DIRECTIVE: Count the lines below that contain the string "handle". Reply with the number alone.

EXERCISE INPUTS:
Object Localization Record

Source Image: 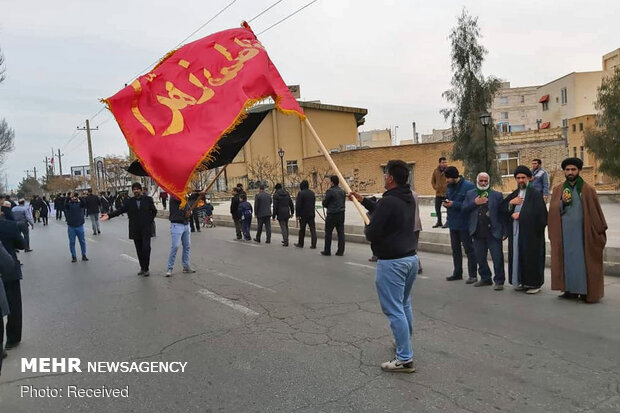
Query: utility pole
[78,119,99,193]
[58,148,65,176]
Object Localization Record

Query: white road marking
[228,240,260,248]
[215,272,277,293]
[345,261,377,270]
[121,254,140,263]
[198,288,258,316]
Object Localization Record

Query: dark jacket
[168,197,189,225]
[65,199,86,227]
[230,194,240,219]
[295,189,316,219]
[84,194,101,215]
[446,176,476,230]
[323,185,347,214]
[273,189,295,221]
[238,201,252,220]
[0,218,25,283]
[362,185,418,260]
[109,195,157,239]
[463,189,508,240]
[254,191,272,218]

---

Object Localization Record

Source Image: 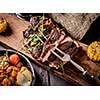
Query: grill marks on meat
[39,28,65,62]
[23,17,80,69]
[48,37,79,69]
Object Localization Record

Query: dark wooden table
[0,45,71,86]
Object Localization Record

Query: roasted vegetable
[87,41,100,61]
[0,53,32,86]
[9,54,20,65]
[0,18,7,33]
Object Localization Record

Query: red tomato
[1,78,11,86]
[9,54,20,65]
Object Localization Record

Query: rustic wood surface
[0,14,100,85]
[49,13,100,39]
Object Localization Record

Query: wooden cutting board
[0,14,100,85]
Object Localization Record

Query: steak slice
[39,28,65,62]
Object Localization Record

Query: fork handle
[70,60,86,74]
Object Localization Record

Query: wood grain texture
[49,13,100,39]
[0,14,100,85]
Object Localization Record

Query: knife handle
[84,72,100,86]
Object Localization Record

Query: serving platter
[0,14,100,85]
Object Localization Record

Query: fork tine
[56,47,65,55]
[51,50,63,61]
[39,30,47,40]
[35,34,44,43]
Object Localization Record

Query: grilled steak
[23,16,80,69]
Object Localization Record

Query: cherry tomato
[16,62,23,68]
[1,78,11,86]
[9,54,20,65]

FULL RESPONSE: 2